TASK DESCRIPTION
Each line that includes the word "tree" should be copied from the records.

[Referring expression pointing data]
------
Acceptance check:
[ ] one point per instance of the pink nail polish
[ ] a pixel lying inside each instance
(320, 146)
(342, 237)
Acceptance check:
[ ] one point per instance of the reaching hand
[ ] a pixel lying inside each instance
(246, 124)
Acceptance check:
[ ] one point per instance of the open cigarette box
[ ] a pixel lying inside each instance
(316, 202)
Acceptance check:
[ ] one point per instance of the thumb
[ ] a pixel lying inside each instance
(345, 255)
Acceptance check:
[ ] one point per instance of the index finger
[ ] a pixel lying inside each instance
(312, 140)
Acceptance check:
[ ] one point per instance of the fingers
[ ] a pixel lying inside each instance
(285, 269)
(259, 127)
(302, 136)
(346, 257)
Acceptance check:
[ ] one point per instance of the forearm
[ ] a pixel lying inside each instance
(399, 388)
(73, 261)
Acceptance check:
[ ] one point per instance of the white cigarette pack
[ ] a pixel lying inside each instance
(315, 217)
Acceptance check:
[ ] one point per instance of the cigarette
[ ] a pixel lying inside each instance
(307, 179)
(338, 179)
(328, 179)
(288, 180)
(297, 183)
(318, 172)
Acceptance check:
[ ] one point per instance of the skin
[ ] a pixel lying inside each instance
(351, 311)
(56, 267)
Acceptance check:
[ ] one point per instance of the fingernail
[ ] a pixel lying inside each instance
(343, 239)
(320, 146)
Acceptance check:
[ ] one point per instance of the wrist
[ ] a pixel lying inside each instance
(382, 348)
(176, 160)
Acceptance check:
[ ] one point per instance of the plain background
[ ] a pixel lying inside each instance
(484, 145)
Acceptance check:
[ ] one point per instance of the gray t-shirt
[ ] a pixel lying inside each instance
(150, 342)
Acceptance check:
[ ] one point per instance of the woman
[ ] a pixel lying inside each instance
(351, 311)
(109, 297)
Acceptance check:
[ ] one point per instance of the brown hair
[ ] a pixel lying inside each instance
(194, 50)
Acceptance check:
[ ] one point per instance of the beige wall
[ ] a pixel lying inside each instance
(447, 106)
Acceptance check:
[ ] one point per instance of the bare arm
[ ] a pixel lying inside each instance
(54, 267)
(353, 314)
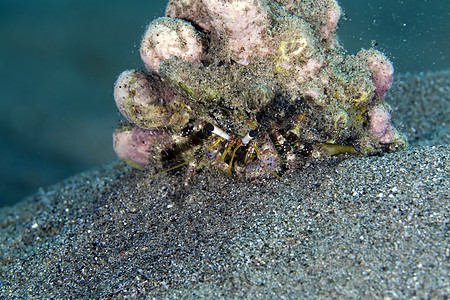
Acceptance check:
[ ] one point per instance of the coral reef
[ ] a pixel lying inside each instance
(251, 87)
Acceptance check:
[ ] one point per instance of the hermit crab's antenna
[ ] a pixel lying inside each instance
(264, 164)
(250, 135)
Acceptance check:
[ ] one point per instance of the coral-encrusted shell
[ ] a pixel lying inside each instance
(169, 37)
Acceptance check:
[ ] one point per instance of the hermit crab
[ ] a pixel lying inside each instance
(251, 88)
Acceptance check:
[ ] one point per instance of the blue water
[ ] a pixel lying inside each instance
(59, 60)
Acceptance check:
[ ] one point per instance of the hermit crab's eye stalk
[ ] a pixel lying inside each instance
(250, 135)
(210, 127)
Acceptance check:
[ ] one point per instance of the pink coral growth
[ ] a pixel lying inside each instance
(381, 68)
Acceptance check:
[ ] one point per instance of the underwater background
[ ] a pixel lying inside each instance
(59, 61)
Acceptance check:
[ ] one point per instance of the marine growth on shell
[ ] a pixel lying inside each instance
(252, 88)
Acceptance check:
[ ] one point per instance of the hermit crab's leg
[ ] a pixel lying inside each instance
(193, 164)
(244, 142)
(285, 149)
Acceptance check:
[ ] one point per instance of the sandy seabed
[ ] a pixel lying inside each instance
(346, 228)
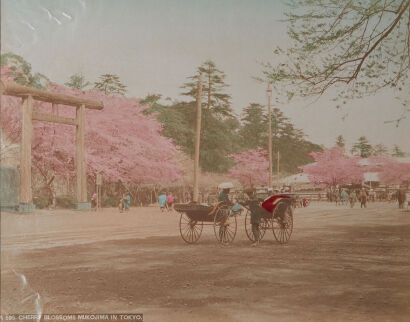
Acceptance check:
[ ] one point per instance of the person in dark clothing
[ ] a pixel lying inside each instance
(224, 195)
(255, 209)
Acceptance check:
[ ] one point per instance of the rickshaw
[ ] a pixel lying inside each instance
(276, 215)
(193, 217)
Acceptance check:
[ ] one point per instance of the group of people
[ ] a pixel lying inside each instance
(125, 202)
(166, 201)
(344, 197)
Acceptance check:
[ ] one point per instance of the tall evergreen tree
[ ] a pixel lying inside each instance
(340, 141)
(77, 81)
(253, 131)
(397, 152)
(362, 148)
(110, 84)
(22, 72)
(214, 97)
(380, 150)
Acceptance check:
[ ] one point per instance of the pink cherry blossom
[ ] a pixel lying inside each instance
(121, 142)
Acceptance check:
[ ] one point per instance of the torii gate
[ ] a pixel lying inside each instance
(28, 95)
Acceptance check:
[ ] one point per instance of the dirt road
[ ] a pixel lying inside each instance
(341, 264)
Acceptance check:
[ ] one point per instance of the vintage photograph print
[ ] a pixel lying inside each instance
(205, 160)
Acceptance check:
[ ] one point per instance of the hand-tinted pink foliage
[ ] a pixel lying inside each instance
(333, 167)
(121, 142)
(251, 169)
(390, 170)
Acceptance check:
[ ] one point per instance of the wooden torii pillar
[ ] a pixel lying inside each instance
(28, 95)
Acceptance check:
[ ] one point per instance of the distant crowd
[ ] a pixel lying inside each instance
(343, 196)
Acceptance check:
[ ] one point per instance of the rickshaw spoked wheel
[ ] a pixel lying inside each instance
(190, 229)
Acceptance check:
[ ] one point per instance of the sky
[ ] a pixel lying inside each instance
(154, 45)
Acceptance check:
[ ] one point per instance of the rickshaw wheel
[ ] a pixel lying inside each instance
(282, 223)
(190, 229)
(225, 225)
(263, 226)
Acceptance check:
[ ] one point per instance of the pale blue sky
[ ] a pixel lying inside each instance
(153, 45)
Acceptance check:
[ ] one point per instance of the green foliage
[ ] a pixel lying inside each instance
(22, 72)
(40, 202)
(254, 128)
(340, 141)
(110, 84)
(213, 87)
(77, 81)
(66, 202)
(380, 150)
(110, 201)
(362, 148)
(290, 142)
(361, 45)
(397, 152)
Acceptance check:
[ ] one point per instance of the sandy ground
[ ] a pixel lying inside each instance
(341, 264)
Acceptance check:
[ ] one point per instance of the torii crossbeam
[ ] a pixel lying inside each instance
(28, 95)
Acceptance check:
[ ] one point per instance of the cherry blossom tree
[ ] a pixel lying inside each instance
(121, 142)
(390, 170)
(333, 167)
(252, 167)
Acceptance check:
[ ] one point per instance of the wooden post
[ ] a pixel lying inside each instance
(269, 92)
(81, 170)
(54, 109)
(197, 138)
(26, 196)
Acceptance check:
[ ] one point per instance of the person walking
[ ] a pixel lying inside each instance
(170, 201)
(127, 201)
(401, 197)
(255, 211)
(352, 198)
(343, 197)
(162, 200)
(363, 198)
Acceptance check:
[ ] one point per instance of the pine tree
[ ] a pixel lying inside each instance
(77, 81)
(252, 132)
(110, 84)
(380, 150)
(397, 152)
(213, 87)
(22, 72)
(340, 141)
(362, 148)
------
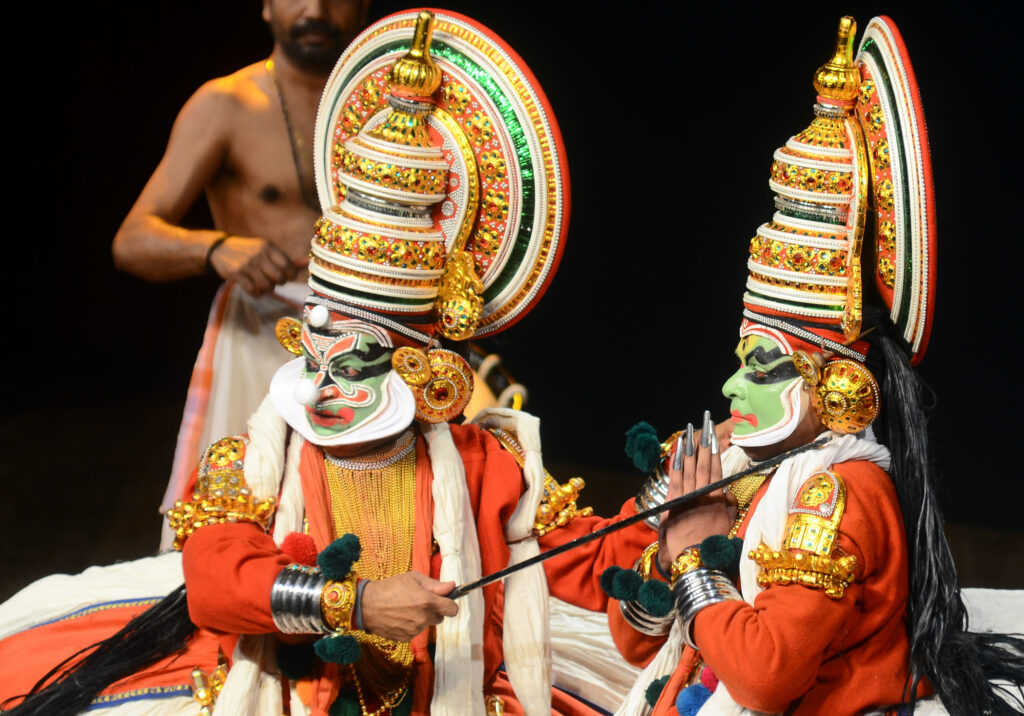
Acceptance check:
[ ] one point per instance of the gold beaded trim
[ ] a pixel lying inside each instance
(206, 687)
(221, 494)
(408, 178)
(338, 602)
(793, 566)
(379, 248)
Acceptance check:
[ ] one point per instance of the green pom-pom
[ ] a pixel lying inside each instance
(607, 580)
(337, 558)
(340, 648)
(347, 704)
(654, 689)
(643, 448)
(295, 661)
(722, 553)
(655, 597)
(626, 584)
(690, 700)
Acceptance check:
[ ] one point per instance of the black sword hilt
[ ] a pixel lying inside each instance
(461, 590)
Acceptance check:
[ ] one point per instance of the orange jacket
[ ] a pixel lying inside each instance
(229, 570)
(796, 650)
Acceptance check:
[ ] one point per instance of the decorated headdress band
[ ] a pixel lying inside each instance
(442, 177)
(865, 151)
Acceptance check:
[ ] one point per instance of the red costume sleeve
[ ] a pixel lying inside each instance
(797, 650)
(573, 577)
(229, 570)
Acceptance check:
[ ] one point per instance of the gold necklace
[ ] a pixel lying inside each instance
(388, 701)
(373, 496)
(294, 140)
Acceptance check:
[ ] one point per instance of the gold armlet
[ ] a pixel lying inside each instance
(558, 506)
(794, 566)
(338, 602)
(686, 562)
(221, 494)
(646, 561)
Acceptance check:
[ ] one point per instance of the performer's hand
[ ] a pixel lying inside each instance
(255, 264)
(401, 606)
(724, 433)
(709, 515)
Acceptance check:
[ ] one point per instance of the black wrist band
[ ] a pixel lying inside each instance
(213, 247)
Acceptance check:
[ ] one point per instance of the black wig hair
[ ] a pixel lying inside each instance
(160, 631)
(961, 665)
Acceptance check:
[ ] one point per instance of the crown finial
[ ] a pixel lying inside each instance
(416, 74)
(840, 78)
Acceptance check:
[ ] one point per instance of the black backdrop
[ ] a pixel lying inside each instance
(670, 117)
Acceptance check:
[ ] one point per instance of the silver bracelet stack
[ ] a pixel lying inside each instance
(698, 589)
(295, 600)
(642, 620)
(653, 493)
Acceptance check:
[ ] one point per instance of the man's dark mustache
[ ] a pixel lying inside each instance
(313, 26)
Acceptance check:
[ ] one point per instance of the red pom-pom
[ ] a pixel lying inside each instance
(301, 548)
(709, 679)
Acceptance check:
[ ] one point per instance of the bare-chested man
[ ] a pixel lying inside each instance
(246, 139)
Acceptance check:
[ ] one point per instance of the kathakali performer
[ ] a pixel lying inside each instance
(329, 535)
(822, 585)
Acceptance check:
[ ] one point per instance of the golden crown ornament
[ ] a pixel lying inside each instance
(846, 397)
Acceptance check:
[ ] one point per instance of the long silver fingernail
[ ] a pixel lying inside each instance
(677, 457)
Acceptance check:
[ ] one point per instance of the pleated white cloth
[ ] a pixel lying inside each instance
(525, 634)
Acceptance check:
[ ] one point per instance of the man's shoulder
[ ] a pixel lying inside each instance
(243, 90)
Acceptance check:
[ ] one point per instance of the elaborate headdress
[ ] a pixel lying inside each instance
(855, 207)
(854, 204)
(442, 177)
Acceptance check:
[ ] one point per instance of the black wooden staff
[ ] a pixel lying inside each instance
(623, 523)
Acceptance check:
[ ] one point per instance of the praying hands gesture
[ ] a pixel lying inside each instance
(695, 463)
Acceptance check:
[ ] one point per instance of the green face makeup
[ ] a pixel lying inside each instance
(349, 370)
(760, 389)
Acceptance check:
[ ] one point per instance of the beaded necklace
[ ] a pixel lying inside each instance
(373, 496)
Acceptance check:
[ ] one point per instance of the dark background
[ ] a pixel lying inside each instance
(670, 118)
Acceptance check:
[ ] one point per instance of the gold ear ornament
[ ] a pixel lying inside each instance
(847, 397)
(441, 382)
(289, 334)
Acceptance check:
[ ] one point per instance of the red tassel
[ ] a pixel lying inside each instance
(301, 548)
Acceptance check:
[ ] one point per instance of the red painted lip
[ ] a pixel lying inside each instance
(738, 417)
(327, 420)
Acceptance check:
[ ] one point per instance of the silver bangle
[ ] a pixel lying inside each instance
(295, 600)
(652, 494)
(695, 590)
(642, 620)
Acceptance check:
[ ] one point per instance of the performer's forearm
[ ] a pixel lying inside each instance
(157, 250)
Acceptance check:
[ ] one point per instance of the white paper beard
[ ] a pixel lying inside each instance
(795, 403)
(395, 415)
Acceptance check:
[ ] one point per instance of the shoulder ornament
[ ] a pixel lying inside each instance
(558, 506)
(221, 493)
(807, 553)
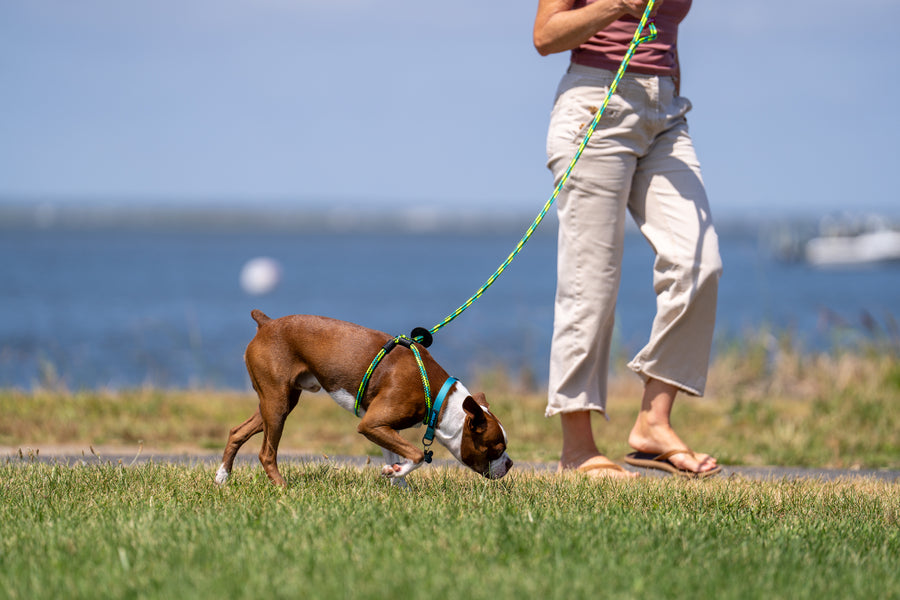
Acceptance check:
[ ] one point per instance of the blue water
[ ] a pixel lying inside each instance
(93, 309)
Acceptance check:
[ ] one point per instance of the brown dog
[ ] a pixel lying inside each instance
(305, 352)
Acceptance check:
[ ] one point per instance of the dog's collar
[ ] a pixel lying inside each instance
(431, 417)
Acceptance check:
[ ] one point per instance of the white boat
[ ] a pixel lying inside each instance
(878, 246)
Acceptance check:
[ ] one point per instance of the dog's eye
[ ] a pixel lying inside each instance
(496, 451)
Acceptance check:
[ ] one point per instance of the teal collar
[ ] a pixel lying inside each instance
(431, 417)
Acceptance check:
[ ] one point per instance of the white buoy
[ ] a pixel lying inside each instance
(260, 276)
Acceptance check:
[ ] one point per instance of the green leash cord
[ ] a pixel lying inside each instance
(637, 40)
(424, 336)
------
OUTPUT OF THE TASK
[ ] one point per instance of the tall evergreen tree
[ ] one point per instance of the cherry blossom tree
[ ] one point per instance of the pine tree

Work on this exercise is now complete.